### Instructions to follow
Your answer must be an exact copy of the entries below, with no pictures in it.

Stored data entries:
┌──

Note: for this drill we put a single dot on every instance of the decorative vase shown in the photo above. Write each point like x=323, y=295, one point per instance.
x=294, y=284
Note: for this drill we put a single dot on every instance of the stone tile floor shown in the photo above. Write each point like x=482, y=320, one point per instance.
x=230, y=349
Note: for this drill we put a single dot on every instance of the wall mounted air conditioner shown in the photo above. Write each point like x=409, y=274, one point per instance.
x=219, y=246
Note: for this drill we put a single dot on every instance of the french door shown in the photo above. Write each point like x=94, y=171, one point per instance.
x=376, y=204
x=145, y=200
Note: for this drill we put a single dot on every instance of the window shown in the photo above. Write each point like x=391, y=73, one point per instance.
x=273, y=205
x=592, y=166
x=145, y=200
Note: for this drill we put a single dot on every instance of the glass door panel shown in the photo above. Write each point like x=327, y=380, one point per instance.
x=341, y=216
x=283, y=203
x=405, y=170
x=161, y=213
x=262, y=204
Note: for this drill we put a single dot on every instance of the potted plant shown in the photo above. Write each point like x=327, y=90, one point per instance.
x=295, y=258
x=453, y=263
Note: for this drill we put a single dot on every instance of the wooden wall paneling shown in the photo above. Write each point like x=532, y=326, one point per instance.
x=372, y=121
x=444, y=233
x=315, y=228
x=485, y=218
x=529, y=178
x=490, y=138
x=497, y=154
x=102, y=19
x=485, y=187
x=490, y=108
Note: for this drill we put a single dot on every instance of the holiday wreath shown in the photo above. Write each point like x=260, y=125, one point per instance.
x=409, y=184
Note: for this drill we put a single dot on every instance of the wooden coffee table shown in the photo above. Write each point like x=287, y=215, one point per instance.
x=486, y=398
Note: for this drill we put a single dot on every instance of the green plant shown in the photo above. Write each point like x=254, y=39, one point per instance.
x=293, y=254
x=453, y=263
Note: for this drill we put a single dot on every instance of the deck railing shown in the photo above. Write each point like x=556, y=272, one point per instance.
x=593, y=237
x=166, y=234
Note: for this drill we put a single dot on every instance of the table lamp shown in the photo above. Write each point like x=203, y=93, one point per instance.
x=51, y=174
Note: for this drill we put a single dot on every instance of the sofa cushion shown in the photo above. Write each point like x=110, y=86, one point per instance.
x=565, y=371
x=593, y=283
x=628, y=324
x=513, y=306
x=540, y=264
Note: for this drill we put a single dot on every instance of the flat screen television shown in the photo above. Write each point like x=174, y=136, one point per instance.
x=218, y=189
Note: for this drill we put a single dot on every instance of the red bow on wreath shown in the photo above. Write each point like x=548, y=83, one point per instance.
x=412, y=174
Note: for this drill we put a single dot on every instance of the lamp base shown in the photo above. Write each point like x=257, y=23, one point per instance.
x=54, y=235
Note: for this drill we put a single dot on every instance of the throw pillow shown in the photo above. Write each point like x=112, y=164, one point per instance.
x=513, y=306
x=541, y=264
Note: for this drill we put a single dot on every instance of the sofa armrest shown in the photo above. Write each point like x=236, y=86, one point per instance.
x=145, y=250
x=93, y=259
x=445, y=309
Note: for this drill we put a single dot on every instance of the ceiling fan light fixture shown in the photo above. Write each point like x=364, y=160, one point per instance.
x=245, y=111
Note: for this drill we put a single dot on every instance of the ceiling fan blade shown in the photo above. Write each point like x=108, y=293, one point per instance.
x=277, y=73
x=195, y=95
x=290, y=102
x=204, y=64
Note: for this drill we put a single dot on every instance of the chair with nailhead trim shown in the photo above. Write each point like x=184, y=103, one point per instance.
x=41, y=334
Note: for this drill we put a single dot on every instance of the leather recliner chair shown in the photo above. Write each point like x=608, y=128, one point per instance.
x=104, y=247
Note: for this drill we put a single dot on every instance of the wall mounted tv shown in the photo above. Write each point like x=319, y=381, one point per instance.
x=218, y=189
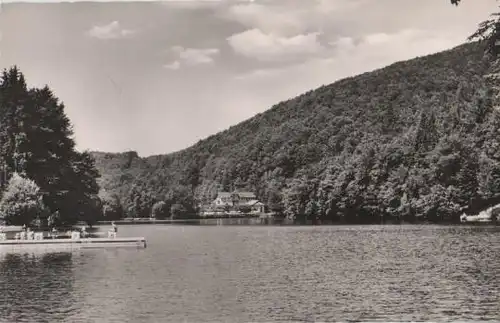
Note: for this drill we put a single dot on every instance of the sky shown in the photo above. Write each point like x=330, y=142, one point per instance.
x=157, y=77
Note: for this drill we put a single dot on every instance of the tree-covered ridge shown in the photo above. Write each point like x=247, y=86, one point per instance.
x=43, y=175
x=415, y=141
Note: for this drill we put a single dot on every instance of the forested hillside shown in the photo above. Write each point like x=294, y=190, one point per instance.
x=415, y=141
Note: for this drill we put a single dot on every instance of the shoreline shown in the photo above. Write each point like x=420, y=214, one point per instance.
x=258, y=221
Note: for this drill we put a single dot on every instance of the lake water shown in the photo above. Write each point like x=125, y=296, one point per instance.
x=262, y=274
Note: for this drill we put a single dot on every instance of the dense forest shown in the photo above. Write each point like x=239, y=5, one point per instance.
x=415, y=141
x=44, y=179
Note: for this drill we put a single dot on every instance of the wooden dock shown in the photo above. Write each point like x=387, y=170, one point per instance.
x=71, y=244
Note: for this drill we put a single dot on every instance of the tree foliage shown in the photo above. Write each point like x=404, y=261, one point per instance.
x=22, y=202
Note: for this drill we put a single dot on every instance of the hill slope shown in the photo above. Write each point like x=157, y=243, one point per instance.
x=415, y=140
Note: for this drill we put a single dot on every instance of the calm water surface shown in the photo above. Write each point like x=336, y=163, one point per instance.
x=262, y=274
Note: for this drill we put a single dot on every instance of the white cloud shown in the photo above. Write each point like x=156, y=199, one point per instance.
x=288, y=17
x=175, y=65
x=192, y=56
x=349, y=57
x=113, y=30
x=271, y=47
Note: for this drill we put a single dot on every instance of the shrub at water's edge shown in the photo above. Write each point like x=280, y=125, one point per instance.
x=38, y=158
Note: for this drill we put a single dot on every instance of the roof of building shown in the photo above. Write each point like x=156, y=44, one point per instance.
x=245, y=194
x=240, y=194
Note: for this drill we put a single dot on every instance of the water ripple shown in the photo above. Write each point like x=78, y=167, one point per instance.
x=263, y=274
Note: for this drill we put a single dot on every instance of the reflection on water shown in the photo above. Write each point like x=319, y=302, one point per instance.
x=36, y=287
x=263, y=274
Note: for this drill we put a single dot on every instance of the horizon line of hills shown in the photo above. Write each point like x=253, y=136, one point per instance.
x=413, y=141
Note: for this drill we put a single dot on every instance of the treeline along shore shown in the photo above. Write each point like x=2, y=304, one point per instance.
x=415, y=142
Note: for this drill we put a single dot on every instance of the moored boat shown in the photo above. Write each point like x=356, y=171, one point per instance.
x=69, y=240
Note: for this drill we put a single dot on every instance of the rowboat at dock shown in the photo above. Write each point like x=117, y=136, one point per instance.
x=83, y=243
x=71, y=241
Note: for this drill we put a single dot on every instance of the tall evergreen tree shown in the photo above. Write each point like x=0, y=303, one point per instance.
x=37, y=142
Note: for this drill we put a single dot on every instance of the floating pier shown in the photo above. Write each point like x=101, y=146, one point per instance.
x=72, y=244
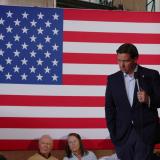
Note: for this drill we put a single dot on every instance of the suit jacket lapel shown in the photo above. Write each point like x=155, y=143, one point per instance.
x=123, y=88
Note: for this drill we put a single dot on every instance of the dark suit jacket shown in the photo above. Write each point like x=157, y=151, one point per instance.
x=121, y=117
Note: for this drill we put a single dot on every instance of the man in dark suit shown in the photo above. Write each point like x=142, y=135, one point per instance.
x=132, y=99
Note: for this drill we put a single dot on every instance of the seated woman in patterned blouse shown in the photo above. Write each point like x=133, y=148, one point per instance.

└──

### Reply
Note: for this drill we put a single dot on every instance of the decorative vase shown in the photo above. Write each point like x=323, y=295, one point per instance.
x=294, y=284
Note: for this drill we put a single dot on every instance of the stone tile floor shown in the photo above. Write each point like x=482, y=320, one point per instance.
x=230, y=349
Note: for this drill we put a single dot on every instance of the wall mounted air conditioner shown in the photo above. Write each point like x=409, y=274, one point per instance.
x=219, y=246
Note: for this drill we put a single dot on every instance of the french door shown in the photo above. Write each point like x=94, y=171, one point per instance.
x=376, y=204
x=145, y=200
Note: for this drill we put a single dot on every instance of the window shown in the photo above. Write each point like x=391, y=73, one point per instance.
x=273, y=205
x=592, y=166
x=145, y=200
Note: for this drill we put a single dot on every instance of the glass door panel shown in the photo above. Write each point like x=327, y=380, one point per instance.
x=341, y=216
x=283, y=203
x=405, y=170
x=161, y=213
x=262, y=204
Note: for this drill we put a single dot on every instance of the potted plant shown in the photo above. Write each point like x=327, y=90, one point per instance.
x=295, y=258
x=453, y=263
Note: for this drill we put a single dot on every instance of the wooden wall paneling shown in the photo above. Write each point like x=532, y=326, one point per instance.
x=372, y=121
x=444, y=233
x=315, y=228
x=485, y=218
x=529, y=178
x=490, y=138
x=497, y=154
x=102, y=19
x=485, y=187
x=490, y=108
Note: for this drill we put a single dot on every instance of the holiday wreath shown in the photo above. Write each point like x=260, y=125, one point per instance.
x=409, y=184
Note: for this drill we put a single dot on every instance of the wooden coffee table shown in the photo above. Write each point like x=287, y=215, one point per instance.
x=486, y=398
Note: for this drill we put a single dot on every instance of the green plant shown in the photo above. Write each point like x=254, y=39, one point per instance.
x=293, y=254
x=453, y=263
Note: for this drill we put a single dot on every instance of the deck railing shown in the photo above. Write each point like x=556, y=272, one point per instance.
x=593, y=237
x=166, y=234
Note: for this drill we put a single dot on every instance of the table lamp shown in the photo above. Write each point like x=203, y=93, one point per instance.
x=51, y=174
Note: for this drill we put a single dot on every instance of the sofa cushion shown in the photo above. Write each point like x=110, y=86, one point per instance.
x=565, y=371
x=593, y=283
x=628, y=324
x=513, y=306
x=540, y=264
Note: for this drill we put a single dot on every instance of the flat screen television shown in the photo above. Write each point like x=174, y=136, one point per instance.
x=218, y=189
Note: for this drill we put a single dot on every instance of the red bow on wreath shown in the photo above. Write each point like x=548, y=83, one point per instance.
x=412, y=174
Note: for this drill we put a single dot on every instance of the lamp base shown in the photo above. Write each point like x=257, y=23, one point per instance.
x=54, y=235
Note: for this drill we put a single dot on every instance of the throw pillow shown in the photo above. Write each point like x=112, y=164, one point per instance.
x=513, y=306
x=541, y=264
Note: for this drill we put a single dot on every instance of the sofa armrest shown in the photo above. Write each point like x=236, y=86, one point per instance.
x=145, y=250
x=93, y=259
x=445, y=309
Note: for this drill we put a single dot on every instance of the ceiling fan light fixture shown in the photo above. Write each point like x=364, y=160, one point per instance.
x=245, y=111
Note: for this drill we put a single dot on every instance of the ceiling fan blade shown in the photo above. Write each point like x=108, y=293, one point per instance.
x=277, y=73
x=195, y=95
x=290, y=102
x=204, y=64
Note: for this drill we put a single dot on every instance of the chair with nailhead trim shown in the photo above. Write each point like x=184, y=103, one point per instance.
x=41, y=334
Note: for this drill we put a single dot on every instance of the leather recliner chair shown in the photo above. Write each point like x=608, y=128, one point per instance.
x=104, y=247
Note: for this drill we put a single dot on every instance of the wall mounted tv shown in the photo above. Write each point like x=319, y=381, one point per instance.
x=218, y=189
Note: for this drill we put a single dot on every instance of the sky shown in the photo above. Write each point like x=330, y=142, one point per instance.
x=157, y=77
Note: for this drill we put a single dot on every instance of the tree-covered ridge shown in the photo above. Write each point like x=247, y=86, one point per instance.
x=43, y=175
x=415, y=141
Note: for this drill we put a single dot on every instance of the forested hillside shown in the photo above. Write each point like x=294, y=190, one point per instance.
x=415, y=141
Note: for this drill we put a single dot on every instance of the shoreline shown in the photo above. Write each point like x=420, y=214, one point per instance.
x=258, y=221
Note: for this drill we put a single dot on every instance of the lake water shown in the photo above. Write each point like x=125, y=296, one point per instance.
x=262, y=274
Note: for this drill we put a single dot on every instance of the dense forest shown in the photo above. Write each point like x=239, y=5, one point per instance.
x=415, y=141
x=44, y=179
Note: for this drill we put a single dot on every instance of the wooden dock shown in the photo above. Write each point like x=387, y=170, one point per instance.
x=71, y=244
Note: for this drill we put a single dot on every instance of the tree foliage shown in the photo above. Write each point like x=404, y=261, one point per instance.
x=22, y=202
Note: for this drill we put a single dot on every instance of the hill slope shown in the photo above. Write each point like x=157, y=243, one point per instance.
x=415, y=140
Note: for this drill we put a single dot on every instance of the calm water surface shown in the photo above. Write each point like x=336, y=163, one point per instance.
x=262, y=274
Note: for this drill we put a single dot on every instance of the white cloud shown in the photo above. Write each point like x=156, y=199, one point per instance.
x=288, y=17
x=175, y=65
x=192, y=56
x=349, y=57
x=113, y=30
x=271, y=47
Note: for this drill we put a single dot on every instance of the shrub at water's edge shown in the photo above. Write each point like x=280, y=125, one point per instance.
x=38, y=158
Note: for this drill we put a single dot on every instance of the roof of building shown in the photo above. Write each point like x=156, y=44, one point per instance.
x=245, y=194
x=240, y=194
Note: for this drill we put a single dot on every instance of the water ripple shown in the photo above. Write each point like x=78, y=167, one point per instance.
x=263, y=274
Note: for this drill we put a single dot on every instance of the reflection on water shown in the photo above. Write each point like x=319, y=302, one point per instance.
x=36, y=287
x=263, y=274
Note: for this drill we put a single dot on every instance of the horizon line of hills shown in the photo above. Write each point like x=253, y=136, one point per instance.
x=413, y=141
Note: for this drill we put a single dot on every instance of the treeline along shore shown in the photo above. Write each point like x=2, y=304, one point per instance.
x=415, y=142
Note: for this drill we put a single dot on every instance of the moored boat shown in the photo above. Write each point like x=356, y=171, one point per instance.
x=69, y=240
Note: for this drill we put a single dot on every instance of the rowboat at dock shown in the photo above. Write each point like x=117, y=136, one point per instance.
x=83, y=243
x=71, y=241
Note: for this drill we put a single dot on every instance of the tall evergreen tree shown in the photo above. Write each point like x=0, y=303, one point per instance.
x=37, y=142
Note: for this drill we put a single dot on every instance of the floating pier shown in the photo above. Write each point like x=101, y=146, one point per instance.
x=72, y=244
Note: for this drill we put a single dot on every instance of the suit jacket lapel shown in the photo above. Write each point like x=155, y=143, one point per instance.
x=123, y=88
Note: for this drill we put a single dot on every instance of the dark suit jacket shown in the photo above. Write each point like x=157, y=151, one point per instance.
x=121, y=117
Note: for this drill we put a single dot on every instance of the man in dark suit shown in the photo above. Write each point like x=142, y=135, one point per instance.
x=132, y=99
Note: for this drill we put a single dot on every instance of the seated woman in patterned blouse shown in the photo above. Write each point like x=133, y=148, one point per instance.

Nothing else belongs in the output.